* [Dataset]
■ ■ ■ ■ ■
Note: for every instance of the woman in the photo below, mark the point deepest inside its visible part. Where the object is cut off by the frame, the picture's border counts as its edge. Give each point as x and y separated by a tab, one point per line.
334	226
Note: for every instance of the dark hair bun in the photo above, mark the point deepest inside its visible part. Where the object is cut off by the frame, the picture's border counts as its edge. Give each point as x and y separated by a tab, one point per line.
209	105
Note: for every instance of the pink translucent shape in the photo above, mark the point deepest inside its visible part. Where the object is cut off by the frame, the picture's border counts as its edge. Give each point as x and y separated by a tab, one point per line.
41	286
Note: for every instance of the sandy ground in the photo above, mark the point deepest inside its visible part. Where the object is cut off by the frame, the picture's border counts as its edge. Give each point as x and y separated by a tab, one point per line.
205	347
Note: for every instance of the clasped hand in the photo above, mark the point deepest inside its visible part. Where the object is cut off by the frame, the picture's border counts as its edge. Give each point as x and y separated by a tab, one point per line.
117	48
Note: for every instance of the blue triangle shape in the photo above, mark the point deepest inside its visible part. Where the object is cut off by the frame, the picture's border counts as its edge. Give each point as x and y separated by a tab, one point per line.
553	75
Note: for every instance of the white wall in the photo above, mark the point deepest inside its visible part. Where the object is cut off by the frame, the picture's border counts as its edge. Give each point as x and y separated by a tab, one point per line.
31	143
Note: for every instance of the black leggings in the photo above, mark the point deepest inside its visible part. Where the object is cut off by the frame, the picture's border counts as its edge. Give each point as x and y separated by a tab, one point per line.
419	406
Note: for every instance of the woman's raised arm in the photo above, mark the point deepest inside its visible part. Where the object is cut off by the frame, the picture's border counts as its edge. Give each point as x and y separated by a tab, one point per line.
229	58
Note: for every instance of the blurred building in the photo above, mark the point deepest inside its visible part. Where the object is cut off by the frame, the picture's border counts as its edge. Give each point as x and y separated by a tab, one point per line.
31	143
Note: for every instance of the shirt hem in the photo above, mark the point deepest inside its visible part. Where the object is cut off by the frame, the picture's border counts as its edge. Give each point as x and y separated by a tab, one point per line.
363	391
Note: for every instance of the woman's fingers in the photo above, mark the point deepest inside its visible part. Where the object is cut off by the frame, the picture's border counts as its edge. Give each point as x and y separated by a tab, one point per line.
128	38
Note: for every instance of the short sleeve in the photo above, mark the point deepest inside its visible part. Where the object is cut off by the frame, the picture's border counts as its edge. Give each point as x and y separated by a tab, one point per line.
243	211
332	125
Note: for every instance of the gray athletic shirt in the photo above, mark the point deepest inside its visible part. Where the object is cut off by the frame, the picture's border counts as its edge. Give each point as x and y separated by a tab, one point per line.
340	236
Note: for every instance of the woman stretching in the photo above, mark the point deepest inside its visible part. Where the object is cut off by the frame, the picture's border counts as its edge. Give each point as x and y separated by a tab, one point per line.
■ ■ ■ ■ ■
* [Required task] Starting with the line that contains "Note: for every instance of the shirt", return each line through the last one of the data above, exactly as written and nothing more.

* [Completed exercise]
Note: for every instance of the shirt hem in the photo above, mark the point deepest inside its visible part. Where the object is cut off by the frame, the picture's border counts as its edge. Give each point as x and y separated by a tab, one point per line.
363	391
Note: for every instance of the woman's fingers in the photo above, mark the point deepest inside its visible part. Where the object is cut off by the frame, the picture's border counts as its edge. Give each point as x and y separated by a tab, one point per line.
128	38
Note: for every instance of the short sleeve in the photo above, mark the point deepest inside its visible part. Where the object is cut off by the frame, the picture's border counts as its edge. Give each point as x and y separated by a tab, one point per line.
243	211
332	125
Note: for every instance of the gray athletic shirt in the photo above, mark the point deepest inside its visible part. Where the object is cut off by the frame, the picture's border counts as its edge. Give each point as x and y separated by a tab, one point per line.
340	236
Note: for every instance of the woman stretching in the photo above, mark the point deepest inside its visible part. Where the object is cut off by the frame, the picture's border counts as its edge. Give each point as x and y separated by a tab, one point per line.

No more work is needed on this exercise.